**Items from a dataset**.
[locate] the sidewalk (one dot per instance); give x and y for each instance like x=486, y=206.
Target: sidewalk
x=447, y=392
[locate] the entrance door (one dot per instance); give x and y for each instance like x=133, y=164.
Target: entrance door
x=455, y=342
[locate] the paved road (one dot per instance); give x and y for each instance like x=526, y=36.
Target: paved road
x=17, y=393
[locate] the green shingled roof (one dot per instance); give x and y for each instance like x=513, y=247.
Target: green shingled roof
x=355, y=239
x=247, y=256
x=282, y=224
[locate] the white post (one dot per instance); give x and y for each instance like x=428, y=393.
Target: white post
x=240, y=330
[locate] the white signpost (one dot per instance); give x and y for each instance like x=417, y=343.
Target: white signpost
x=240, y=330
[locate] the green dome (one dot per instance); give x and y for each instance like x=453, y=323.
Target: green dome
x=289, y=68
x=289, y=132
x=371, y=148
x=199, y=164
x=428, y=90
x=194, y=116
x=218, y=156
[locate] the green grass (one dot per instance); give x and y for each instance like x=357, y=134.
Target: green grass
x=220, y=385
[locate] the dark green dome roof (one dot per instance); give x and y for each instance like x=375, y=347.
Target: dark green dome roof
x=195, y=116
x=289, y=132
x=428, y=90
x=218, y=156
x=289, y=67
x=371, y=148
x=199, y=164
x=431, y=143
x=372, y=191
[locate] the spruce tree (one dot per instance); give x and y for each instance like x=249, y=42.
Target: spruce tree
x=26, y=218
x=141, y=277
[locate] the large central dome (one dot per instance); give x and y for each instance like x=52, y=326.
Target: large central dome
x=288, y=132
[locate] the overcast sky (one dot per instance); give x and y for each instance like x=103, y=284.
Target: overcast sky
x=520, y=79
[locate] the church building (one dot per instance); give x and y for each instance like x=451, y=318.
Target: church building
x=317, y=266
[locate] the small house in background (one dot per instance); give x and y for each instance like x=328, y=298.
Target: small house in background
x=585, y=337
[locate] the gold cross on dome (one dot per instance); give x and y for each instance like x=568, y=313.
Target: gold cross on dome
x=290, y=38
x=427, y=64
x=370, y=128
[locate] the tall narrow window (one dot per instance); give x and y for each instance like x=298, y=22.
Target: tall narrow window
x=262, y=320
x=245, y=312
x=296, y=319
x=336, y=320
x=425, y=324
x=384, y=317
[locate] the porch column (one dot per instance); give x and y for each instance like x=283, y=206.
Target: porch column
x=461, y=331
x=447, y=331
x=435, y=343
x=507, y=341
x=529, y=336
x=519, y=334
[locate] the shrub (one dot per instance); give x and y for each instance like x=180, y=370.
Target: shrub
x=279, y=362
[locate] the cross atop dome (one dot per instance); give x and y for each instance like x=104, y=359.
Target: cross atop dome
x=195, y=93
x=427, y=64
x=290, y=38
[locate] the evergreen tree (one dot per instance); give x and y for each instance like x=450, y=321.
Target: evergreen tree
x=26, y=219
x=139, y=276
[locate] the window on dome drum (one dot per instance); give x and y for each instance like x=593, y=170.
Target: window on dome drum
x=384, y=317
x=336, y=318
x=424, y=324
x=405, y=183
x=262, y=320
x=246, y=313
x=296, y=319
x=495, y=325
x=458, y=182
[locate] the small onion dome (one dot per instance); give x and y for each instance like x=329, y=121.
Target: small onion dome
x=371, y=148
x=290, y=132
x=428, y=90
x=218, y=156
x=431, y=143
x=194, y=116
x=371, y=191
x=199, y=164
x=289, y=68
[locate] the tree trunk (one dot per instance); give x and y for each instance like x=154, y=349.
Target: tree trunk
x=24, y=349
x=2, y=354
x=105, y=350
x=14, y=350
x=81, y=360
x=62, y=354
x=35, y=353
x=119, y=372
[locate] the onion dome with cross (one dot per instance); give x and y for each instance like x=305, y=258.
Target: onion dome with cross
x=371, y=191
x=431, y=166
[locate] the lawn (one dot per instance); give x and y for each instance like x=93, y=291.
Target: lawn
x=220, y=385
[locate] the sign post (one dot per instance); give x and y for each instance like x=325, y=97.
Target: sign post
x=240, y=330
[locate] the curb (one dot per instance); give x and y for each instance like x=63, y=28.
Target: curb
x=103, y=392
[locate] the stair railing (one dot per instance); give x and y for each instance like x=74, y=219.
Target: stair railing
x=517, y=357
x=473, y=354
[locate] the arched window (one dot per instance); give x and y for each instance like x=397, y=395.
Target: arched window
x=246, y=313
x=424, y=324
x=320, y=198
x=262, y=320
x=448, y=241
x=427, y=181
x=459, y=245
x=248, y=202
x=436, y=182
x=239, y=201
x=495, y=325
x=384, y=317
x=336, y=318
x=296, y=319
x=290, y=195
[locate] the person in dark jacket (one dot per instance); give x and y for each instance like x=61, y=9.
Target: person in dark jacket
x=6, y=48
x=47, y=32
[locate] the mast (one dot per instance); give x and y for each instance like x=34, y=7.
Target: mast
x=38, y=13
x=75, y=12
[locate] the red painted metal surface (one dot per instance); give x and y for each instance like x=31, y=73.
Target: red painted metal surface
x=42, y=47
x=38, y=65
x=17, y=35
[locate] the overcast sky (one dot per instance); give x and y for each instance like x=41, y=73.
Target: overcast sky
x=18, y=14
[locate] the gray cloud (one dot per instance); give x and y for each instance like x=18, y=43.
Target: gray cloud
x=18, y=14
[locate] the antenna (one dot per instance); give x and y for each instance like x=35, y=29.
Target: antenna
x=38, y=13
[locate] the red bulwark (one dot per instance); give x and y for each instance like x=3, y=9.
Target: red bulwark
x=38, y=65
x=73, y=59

**To do**.
Copy all the rows above word for word.

**Exercise answer**.
[locate] the sidewalk (one dot per instance); give x and y for each instance like x=486, y=206.
Target: sidewalk
x=447, y=392
[locate] the entrance door (one dot per instance); give x and y for each instance like x=133, y=164.
Target: entrance door
x=455, y=342
[locate] the paved road (one dot per instance); give x and y for each instance like x=526, y=36.
Target: paved road
x=17, y=393
[locate] the green shingled roof (one dot per instance); give x and y for each instance like x=513, y=247.
Target: green shingled roof
x=355, y=239
x=247, y=256
x=282, y=224
[locate] the white post (one dot per instance); give x and y for each instance like x=428, y=393.
Target: white post
x=240, y=330
[locate] the white signpost (one dot per instance); give x and y for each instance like x=417, y=343.
Target: white signpost
x=240, y=330
[locate] the green dome (one dot per instance); give x and y for each instance like x=453, y=323.
Target: green dome
x=289, y=68
x=289, y=132
x=371, y=148
x=199, y=164
x=428, y=90
x=194, y=116
x=218, y=156
[locate] the green grass (one dot per instance); give x and y for each instance like x=357, y=134.
Target: green grass
x=220, y=385
[locate] the dark green dome roof (one dot per instance); give x and y for each instance like x=375, y=347.
Target: dark green dome roof
x=195, y=116
x=289, y=132
x=428, y=90
x=218, y=156
x=289, y=67
x=371, y=148
x=199, y=164
x=431, y=143
x=372, y=191
[locate] the spruce tree (one dot per instance); give x and y for each instance like x=249, y=42.
Target: spruce tree
x=26, y=218
x=141, y=277
[locate] the large central dome (one dot per instance); give x and y for each instance like x=52, y=326.
Target: large central dome
x=288, y=132
[locate] the overcast sky (one dot per instance); give x and y for each instance like x=103, y=284.
Target: overcast sky
x=520, y=79
[locate] the church building (one dot per instance); give x and y for each instance like x=451, y=318.
Target: church building
x=317, y=266
[locate] the small house in background (one dot per instance); give x and y for each instance like x=328, y=298.
Target: small house in background
x=585, y=337
[locate] the gold cross on dome (one dot per instance); give x and y for each instance like x=568, y=313.
Target: gold cross on dome
x=290, y=38
x=427, y=64
x=370, y=128
[locate] the tall narrow window (one dot per instance); give x and y for each instance like x=298, y=22.
Target: tall narrow window
x=262, y=320
x=245, y=312
x=296, y=319
x=336, y=320
x=425, y=324
x=384, y=317
[locate] the porch column (one dot per instance); give x and y for each instance like x=283, y=206.
Target: porch column
x=461, y=331
x=447, y=331
x=435, y=343
x=507, y=341
x=529, y=336
x=519, y=334
[locate] the shrub (one dot per instance); give x and y for each instance like x=180, y=370.
Target: shrub
x=279, y=362
[locate] the cross atop dome (one dot per instance); give x and y for each instance like x=104, y=359.
Target: cross atop dome
x=195, y=93
x=427, y=64
x=290, y=38
[locate] the evergreen tree (one dot per instance); give x and y for each instance like x=450, y=321.
Target: evergreen tree
x=26, y=219
x=139, y=276
[locate] the window on dome drum (one dot per instance); give x and y for each instance like x=593, y=170.
Target: window on dome drum
x=384, y=317
x=336, y=318
x=424, y=324
x=405, y=183
x=262, y=320
x=246, y=313
x=296, y=319
x=495, y=325
x=458, y=182
[locate] the small onion dome (one dot per instance); give x and y for each instance like x=329, y=121.
Target: small onion dome
x=371, y=148
x=290, y=132
x=428, y=90
x=218, y=156
x=431, y=143
x=194, y=116
x=371, y=191
x=199, y=164
x=289, y=68
[locate] the tree trunk (one dot per instance); give x and y for each instance like x=154, y=349.
Target: tree trunk
x=24, y=349
x=2, y=354
x=105, y=350
x=14, y=350
x=81, y=360
x=62, y=354
x=35, y=353
x=119, y=372
[locate] the onion dome with cross (one dot per instance); give x and y for each instance like x=305, y=258.
Target: onion dome with cross
x=371, y=191
x=431, y=166
[locate] the lawn (one dot per instance); give x and y for each instance like x=93, y=291.
Target: lawn
x=220, y=385
[locate] the sign post (one dot per instance); give x and y for each instance like x=325, y=97.
Target: sign post
x=240, y=330
[locate] the curb (one dot per instance); give x and y for each instance like x=63, y=28.
Target: curb
x=103, y=392
[locate] the stair railing (one dot per instance); give x and y for each instance like x=74, y=219.
Target: stair railing
x=517, y=357
x=473, y=354
[locate] the arched window (one dot per instance); give x and y for each instance like x=397, y=395.
Target: arched window
x=246, y=313
x=424, y=324
x=320, y=198
x=262, y=320
x=448, y=241
x=427, y=181
x=459, y=245
x=248, y=202
x=436, y=182
x=239, y=201
x=495, y=325
x=384, y=317
x=336, y=318
x=296, y=319
x=290, y=195
[locate] the person in dark jacket (one dot per instance); give x and y for each instance like x=61, y=9.
Target: person in dark jacket
x=6, y=48
x=47, y=32
[locate] the mast (one dot per instance); give x and y for each instance like x=34, y=7.
Target: mast
x=38, y=13
x=75, y=12
[locate] the red painted metal surface (one dot per instance); give x and y for each instance like x=31, y=73.
Target: red painted metal surface
x=42, y=47
x=38, y=65
x=17, y=35
[locate] the overcast sky (one dot per instance); give x and y for each instance like x=41, y=73.
Target: overcast sky
x=18, y=14
[locate] the gray cloud (one dot per instance); give x and y for each instance like x=18, y=43.
Target: gray cloud
x=18, y=14
[locate] the antenna (one dot per instance); give x and y for each instance like x=35, y=29.
Target: antenna
x=38, y=13
[locate] the red bulwark (one dot per instance); give x and y for each instance like x=3, y=9.
Target: red bulwark
x=38, y=65
x=73, y=59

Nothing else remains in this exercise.